REQUIREMENT:
Please write out exactly the lines that begin at the line containing "Would you kindly pick out the brick facade" and run to the end of the records.
[Start of MATERIAL PROVIDED]
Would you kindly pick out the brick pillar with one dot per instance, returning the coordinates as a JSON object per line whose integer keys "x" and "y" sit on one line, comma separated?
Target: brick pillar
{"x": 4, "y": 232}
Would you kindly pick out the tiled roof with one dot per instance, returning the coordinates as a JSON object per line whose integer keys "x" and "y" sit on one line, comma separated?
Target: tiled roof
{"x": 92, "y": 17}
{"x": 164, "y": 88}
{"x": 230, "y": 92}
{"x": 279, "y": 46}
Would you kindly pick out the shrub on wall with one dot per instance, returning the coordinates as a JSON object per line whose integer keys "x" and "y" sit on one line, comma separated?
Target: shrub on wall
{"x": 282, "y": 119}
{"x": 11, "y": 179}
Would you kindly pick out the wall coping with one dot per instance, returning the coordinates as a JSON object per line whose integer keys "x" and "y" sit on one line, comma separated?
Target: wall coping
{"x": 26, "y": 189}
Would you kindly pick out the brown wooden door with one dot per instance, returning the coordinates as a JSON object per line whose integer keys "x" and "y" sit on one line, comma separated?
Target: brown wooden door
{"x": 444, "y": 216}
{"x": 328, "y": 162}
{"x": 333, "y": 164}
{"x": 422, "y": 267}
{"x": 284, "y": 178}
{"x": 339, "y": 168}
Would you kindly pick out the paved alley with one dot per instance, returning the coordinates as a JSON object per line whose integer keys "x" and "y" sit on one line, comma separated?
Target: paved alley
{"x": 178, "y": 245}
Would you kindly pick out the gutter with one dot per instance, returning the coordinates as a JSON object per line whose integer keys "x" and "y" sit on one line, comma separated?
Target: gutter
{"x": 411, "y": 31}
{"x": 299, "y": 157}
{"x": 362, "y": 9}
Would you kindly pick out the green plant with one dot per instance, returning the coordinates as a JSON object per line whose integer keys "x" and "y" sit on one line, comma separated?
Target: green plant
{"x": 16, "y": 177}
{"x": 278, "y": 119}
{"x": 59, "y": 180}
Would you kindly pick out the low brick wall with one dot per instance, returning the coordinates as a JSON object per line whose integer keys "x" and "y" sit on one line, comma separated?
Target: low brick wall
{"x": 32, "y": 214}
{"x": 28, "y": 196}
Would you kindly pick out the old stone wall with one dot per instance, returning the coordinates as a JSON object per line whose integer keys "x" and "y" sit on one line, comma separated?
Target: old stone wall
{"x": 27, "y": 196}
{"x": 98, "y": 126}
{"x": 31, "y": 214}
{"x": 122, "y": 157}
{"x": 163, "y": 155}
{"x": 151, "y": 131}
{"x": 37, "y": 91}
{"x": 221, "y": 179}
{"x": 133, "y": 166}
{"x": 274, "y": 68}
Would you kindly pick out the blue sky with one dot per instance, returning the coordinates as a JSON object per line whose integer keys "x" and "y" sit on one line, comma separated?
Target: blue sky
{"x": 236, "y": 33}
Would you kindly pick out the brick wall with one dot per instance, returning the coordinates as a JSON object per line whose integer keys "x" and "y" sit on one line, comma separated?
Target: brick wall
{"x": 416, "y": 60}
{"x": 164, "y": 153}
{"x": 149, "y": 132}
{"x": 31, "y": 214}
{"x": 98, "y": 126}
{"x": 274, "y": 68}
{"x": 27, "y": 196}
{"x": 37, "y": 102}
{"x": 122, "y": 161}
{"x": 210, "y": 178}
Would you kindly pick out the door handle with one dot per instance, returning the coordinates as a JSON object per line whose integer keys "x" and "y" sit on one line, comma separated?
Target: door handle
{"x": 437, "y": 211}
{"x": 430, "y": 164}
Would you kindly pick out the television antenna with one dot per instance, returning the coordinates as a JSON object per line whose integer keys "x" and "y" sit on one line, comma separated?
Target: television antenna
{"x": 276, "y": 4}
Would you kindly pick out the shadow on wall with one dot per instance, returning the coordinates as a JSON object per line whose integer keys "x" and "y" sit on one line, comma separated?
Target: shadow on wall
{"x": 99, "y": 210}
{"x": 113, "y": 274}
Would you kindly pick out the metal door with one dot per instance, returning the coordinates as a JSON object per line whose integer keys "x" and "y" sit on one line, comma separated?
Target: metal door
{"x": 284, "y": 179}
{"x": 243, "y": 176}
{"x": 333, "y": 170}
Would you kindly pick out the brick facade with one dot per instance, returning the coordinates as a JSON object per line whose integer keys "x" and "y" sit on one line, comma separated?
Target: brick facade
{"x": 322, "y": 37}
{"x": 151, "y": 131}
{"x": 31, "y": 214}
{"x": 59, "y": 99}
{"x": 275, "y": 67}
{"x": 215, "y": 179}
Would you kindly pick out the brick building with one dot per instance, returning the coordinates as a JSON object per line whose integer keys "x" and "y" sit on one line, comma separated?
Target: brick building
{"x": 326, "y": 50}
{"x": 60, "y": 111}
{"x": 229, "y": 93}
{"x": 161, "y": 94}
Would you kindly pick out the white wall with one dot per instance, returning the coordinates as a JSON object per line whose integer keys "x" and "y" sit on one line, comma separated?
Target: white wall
[End of MATERIAL PROVIDED]
RESPONSE:
Would you kindly pick out the brick facade with one dot per instance, returning the coordinates as a JSON object per line whose integer keys "x" and "y" sit on one line, comma separated?
Target: brick facade
{"x": 322, "y": 37}
{"x": 151, "y": 131}
{"x": 31, "y": 214}
{"x": 59, "y": 99}
{"x": 275, "y": 67}
{"x": 215, "y": 179}
Would you kindly pick out the brick building with one dot per instance, returning the coordinates as a JSON object per line whose integer keys "x" and "y" sit on one line, comma separated?
Target: brick building
{"x": 326, "y": 50}
{"x": 60, "y": 111}
{"x": 229, "y": 93}
{"x": 161, "y": 94}
Would you kindly pick out the white wall with one dot per instance, returning the coordinates as a JSON object per line whose integer keys "x" and "y" sit on one line, comma separated?
Target: white wall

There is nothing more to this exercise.